What you should do:
Your output should match the listing below word for word, without any images.

------------------------------------------------

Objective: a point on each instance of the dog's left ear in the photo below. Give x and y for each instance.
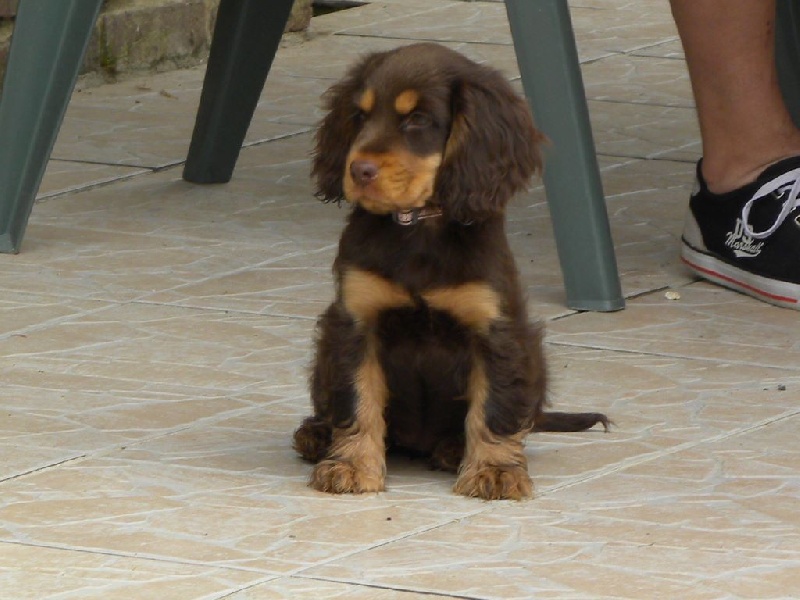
(493, 148)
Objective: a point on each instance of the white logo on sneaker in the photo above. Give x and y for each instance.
(743, 245)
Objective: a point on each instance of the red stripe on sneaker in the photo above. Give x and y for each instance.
(755, 290)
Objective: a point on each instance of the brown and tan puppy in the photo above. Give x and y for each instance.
(427, 346)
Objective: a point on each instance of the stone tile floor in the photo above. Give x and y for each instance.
(155, 337)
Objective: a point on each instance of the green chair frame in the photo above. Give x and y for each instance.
(50, 40)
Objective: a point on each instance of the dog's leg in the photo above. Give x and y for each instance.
(494, 466)
(356, 462)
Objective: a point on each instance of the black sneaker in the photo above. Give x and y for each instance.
(749, 239)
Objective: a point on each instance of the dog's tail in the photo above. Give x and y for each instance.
(558, 421)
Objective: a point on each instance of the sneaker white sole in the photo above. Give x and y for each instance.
(773, 291)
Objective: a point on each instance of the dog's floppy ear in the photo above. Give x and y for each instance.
(493, 148)
(338, 129)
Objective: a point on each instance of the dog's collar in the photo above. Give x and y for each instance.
(413, 215)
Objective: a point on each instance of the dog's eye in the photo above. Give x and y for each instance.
(417, 120)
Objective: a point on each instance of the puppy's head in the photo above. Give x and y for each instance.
(420, 125)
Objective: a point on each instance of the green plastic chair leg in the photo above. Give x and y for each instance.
(47, 47)
(787, 54)
(246, 38)
(548, 60)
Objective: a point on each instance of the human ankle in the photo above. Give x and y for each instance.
(722, 178)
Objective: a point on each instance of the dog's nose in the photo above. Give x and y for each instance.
(363, 171)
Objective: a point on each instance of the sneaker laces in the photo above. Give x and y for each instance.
(787, 184)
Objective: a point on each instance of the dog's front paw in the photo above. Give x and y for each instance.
(343, 477)
(492, 482)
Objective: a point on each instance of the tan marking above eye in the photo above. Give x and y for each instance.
(406, 102)
(366, 101)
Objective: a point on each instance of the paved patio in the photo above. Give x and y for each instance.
(155, 339)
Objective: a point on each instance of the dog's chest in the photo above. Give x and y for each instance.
(368, 297)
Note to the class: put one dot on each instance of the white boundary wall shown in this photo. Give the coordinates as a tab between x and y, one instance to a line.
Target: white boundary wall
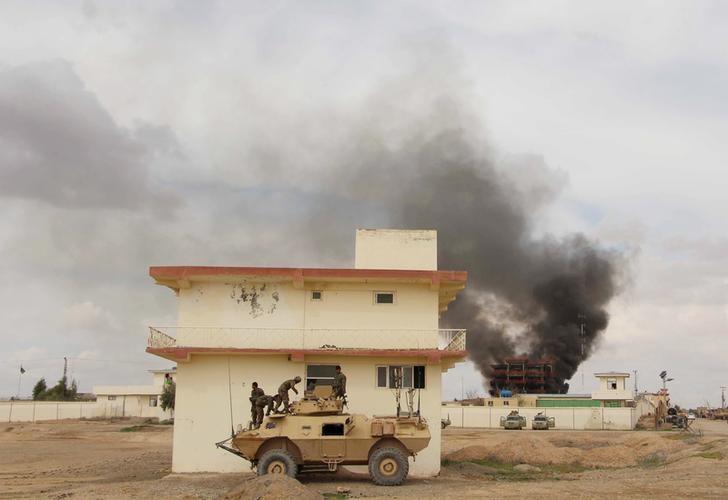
597	418
123	406
34	411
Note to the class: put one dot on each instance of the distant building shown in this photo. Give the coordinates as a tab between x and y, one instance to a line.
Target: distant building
522	375
134	400
237	325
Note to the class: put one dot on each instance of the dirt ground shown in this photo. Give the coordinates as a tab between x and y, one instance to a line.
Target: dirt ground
101	459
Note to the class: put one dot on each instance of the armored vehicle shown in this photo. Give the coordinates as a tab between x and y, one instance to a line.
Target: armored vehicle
542	423
317	436
513	421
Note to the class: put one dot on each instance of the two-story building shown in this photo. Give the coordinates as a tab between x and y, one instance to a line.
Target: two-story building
134	400
237	325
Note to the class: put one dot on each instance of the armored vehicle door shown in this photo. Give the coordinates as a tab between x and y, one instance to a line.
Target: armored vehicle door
333	442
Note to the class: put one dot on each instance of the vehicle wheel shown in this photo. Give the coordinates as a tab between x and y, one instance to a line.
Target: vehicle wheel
277	462
388	467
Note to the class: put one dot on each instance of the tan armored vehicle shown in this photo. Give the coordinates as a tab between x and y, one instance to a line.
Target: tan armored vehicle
317	436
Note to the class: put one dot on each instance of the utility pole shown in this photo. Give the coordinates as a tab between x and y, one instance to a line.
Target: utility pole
582	330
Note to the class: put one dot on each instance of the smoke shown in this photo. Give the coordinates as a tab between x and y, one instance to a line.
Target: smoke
414	156
526	294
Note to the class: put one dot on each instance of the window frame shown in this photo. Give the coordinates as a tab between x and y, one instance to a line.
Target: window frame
307	378
377	293
388	369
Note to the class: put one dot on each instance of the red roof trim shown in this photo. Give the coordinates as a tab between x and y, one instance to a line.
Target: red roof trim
183	353
188	272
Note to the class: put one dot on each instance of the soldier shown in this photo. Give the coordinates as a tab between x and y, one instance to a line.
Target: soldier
260	403
283	392
254	394
338	389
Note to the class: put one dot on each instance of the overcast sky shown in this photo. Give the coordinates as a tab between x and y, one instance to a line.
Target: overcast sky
150	133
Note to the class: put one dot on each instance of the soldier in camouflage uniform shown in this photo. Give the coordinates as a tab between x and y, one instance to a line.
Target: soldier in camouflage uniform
283	392
255	393
260	403
338	388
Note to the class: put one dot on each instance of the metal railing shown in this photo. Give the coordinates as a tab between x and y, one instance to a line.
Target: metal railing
292	338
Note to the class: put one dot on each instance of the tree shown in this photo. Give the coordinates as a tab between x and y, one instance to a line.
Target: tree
59	392
168	396
39	388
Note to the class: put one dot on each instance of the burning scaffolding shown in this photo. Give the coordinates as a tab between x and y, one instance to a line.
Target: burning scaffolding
523	376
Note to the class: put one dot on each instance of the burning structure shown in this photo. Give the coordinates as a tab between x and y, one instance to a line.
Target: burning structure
522	375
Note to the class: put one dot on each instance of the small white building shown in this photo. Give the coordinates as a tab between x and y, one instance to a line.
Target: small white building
237	325
134	400
612	388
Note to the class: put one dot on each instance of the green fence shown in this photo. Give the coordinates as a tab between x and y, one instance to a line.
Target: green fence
567	403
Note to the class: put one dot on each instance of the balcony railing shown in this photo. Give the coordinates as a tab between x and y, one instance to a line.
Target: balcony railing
285	338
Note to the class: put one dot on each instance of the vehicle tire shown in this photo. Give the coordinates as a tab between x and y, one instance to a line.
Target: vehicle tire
388	467
277	462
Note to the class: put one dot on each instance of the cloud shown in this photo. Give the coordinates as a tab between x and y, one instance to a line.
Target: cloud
89	316
60	146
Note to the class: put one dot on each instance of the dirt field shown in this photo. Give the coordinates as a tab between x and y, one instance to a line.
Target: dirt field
87	459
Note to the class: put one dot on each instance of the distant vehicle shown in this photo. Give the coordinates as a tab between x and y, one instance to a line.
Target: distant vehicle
542	423
513	421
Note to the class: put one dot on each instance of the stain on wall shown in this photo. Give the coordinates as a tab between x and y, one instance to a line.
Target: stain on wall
257	298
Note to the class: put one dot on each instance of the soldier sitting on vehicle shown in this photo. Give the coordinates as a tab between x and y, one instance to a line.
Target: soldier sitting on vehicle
283	392
255	393
260	404
338	389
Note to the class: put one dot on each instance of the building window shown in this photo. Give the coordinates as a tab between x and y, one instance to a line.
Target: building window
384	297
319	375
413	377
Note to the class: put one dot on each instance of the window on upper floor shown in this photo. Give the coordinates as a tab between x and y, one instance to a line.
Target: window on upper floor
413	377
384	297
319	375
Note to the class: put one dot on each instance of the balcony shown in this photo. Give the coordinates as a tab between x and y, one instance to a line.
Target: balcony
170	338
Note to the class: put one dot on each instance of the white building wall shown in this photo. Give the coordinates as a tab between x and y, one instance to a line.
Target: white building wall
202	414
281	306
395	249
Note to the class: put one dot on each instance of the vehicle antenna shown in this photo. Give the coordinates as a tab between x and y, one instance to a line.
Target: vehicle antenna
230	396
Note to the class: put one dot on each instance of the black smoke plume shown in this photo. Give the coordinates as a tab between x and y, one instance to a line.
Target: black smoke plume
526	294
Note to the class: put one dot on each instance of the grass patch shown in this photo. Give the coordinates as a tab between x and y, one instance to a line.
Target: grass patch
653	460
714	455
134	428
504	471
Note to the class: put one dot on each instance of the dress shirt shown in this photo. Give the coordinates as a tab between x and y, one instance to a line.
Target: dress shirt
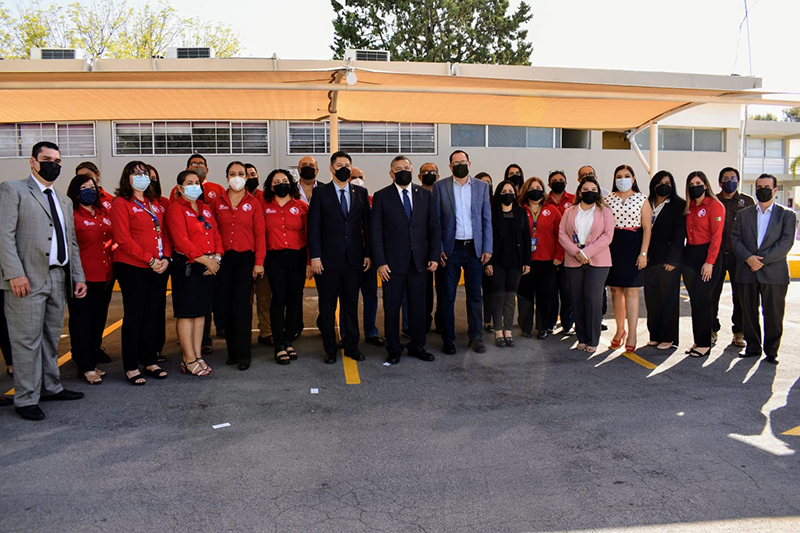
763	221
54	238
462	195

------------------------------------------------

Exercise solution:
Objective: a point on each instance of the dog's left ear in the photo below. Give x and y for each instance.
(493, 148)
Objective: a point on each instance of the white logo on sneaker in the photo above. Give x and y for each instance.
(743, 245)
Objective: a point on each instance of the red stripe on sneaker in the photo above. Give x and y for each instance.
(755, 290)
Objective: a point on each instance of the brown and tan puppy in the photo above. Give x and y for each instance.
(427, 346)
Objective: a point on each instance of the stone tile floor in the photo above. Give x and y for each instance.
(155, 337)
Objective: a point on each instance of the green chair frame in the photo above. Give x and y for each instance.
(50, 40)
Objective: a point on each instance of the dog's leg in the photo above. Give x and y for each instance.
(494, 466)
(356, 462)
Objective: a point on each instance of the black sneaker in the photo above. Give x and y for each instance.
(749, 239)
Objective: a point on each instance of the dog's tail in the photo above. Give x and y for each instance.
(558, 421)
Objective: a point on each instance of the sneaker white sole in the photo above. Give x and y for each instance.
(773, 291)
Objective: a point on each instance of the dog's floppy ear in the photo above. Give x and y for each instance.
(493, 148)
(338, 129)
Objective: a point on each instance of the dog's collar in the photo above. Give x and y for each instance.
(413, 215)
Objective: a point on each instance of the dog's eye in the photo above. Give x and y for each instance.
(417, 120)
Objective: a point on each instance of the puppy's head in the photo above. Give x and y for each instance.
(420, 125)
Objective: a point on each instance of the green plastic chair leg in the photo above. Give x and y for each instance.
(47, 47)
(787, 54)
(246, 38)
(548, 60)
Objective: a point on each instance of the human ankle in the photo above. Give x and y for each instance.
(722, 178)
Objective: a point on each instance of the dog's nose in the photo above. Give x and y for each instance.
(363, 171)
Objective: a point on each instance of the sneaker laces in the photo above. Give x and y for each instance.
(787, 184)
Objective: a point on each instance of the dog's front paw in the photo above. Give x and y for each instance.
(343, 477)
(492, 482)
Objective: a point on each instance of the tan marking above eye in the photo above. Give x and y for each instance.
(406, 102)
(366, 101)
Objective: a point on each instance of the paved patio in the photo above. Give x and y for each instance.
(155, 339)
Objective: a point on each instance of the dog's chest in the photo above. Give x and y for each instance.
(368, 297)
Note to the class: put one dot on each instance of the white boundary wall shown in this photo. Give the coordinates as a tab between x and y, one instance to a line.
Target: white boundary wall
597	418
123	406
34	411
Note to the class: put one dot on each instance of the distant building shown in this photo. Give the coordinates as a tab between x and y, one instance to a line.
Target: distant building
522	375
134	400
237	325
Note to the class: put one dot on each instance of the dirt ground shown in this photo. Give the coordinates as a tab between x and y, one instance to a line.
Target: dirt ground
101	459
Note to the class: put one dot on each instance of the armored vehicle shown in this photo. Give the coordinates as a tab between x and y, one instance to a line.
Target: armored vehicle
542	423
317	436
513	421
Note to the class: put one dot on each instance of the two-story building shown in this photo. Give the coordinates as a tab between x and y, one instance to a line.
Target: two-story building
134	400
237	325
Note to the class: put one dot on each instance of the armored vehicle door shown in this photo. Give the coordinates as a tab between x and y, one instance to a line.
Target: armored vehicle door
333	442
Note to the class: put one dot on each instance of the vehicle wheel shown in this photo. Give the coordinates as a tab between x and y, one instance to a line.
Target: vehicle wheel
277	462
388	467
Note to the class: put one dot on each instance of the tan armored vehicle shown in this photo. Give the coordinates as a tab between x and y, one instance to a line.
Target: tan armored vehicle
317	436
Note to the class: put one dot on each instance of the utility pole shown in this photo. Give the coordinates as a tab between x and y, one instance to a line.
Target: utility pole
582	330
Note to the class: put one dot on each instance of the smoke shown in this photo. Give the coordinates as a tab between x and y, one instance to a line.
Target: smoke
414	156
526	294
Note to the class: put one dot on each instance of the window frame shown in this photo. Give the coordinates as a tab between x and y, one instance to a line.
Target: window frame
307	378
377	293
388	369
Note to the class: put one dot on each instance of the red roof trim shown in this photo. Give the coordinates as a tab between x and y, one instance to a line.
Target: red roof trim
183	353
188	272
Note to the class: put one dot on each instance of the soldier shown in this photo. Give the coordinates as a tab between x and y, one instance to a line.
Target: soldier
260	403
283	392
254	394
338	389
Note to the class: put one dot on each instance of the overcast sky shown in this photo. Give the coordinates as a tab between x and y, one instance to a line.
Target: overcast sky
150	133
Note to the class: put one dot on each instance of the soldier in camouflage uniform shown in this photo. Give the coordinates as a tab between x and y, one instance to a line.
Target: soldier in camouflage uniform
283	392
255	393
260	403
338	388
Note to the class: put one dot on each instance of the metal railing shown in this photo. Give the coordinates as a tab between x and y, one instance to a line.
Target: metal railing
292	338
Note to the class: put one dot on each instance of the tree shown in this photo. Give the coordinates as a tab between x and y, one instance to a line.
Target: tree
59	392
168	396
39	388
Note to the class: put one dot on each instance of the burning scaffolding shown in this photo. Give the coordinates as a tab between x and y, one instance to a line.
Target: burning scaffolding
523	376
Note to the class: put one dot on each instance of the burning structure shown in this photo. Give the coordinates as a tab between x and y, one instance to a line.
Target: burning structure
522	375
Note to the class: put one dot on each instance of the small white building shown in this photo. Give the coordinates as a tab between x and y, one instance to a line.
Target: small white building
237	325
134	400
612	388
Note to the class: put one dot on each instance of the green fence shown in this photo. Give the coordinates as a tab between x and y, one instance to a line.
Target: green fence
567	403
Note to the class: put one dot on each instance of the balcony railing shown in this photo. Give the coordinates as a tab between x and y, one instance to a line.
Target: balcony railing
285	338
Note to the class: put one dot on each instance of the vehicle tire shown in this photo. Give the coordinates as a tab between x and y, one instance to a line.
Target: vehicle tire
388	467
277	462
Note to the class: put one dot on each instance of the cloud shown in this photo. Give the coordinates as a tab between x and y, one instance to a line.
Target: cloud
89	316
60	146
Note to the class: put one dot on each instance of the dirt field shown in this photo. Give the coordinates as a tab between x and y, one instance to a line.
Target: dirt field
87	459
Note to the class: put one dot on each instance of the distant vehicle shown in this photo. Give the coordinates as a tab between x and y, one instance to a line.
Target: distant vehicle
542	423
513	421
Note to the class: put one dot on each instance of the stain on wall shown in this photo. Give the coordinates as a tab between x and y, one instance to a line.
Target: stain on wall
257	298
Note to the class: put one dot on each instance of the soldier sitting on vehicle shown in this photo. Give the coordinates as a tab between x and y, one instance to a line.
Target: soldier sitting on vehicle
283	392
255	393
260	404
338	389
Note to the class: put one dot on each instance of the building window shown in this photo. Give the coordinates as a tab between x and y, one instance to a line.
Target: building window
384	297
319	375
413	377
Note to the class: put one dot on each instance of the window on upper floor shown in this photo. Give the coordinates as a tab between x and y, one instance to a line.
Target: window on upper floor
413	377
384	297
319	375
Note to the class: put one dot on each instance of the balcony shown in this photo. Give the coordinates as a tab between x and y, one instance to a line.
Target: balcony
170	338
Note to the class: put one dot on each instance of the white building wall shown in this photo. Give the coordinates as a tab between x and y, one instance to a line.
Target: white building wall
202	414
281	306
395	249
Note to the class: put one dot on each instance of the vehicle antenna shown in this photo. Give the coordinates as a tab between x and y, one instance to a line.
Target: vehicle antenna
230	396
Note to the class: put one dot on each instance of the black smoke plume shown in this photo. Give the coordinates as a tab between x and y, one instance to a line.
Target: black smoke plume
526	294
Note to the class: put one dot on each instance of the grass patch shown in this photo. Give the coordinates as a tab between x and y, one instance to a line.
Target: grass patch
653	460
714	455
134	428
504	471
Note to the class: put one dot on each instance of the dress shirt shown in this photo. Give the coordinates as a tab between x and y, one instance to a line.
Target: dress shirt
763	221
54	238
462	195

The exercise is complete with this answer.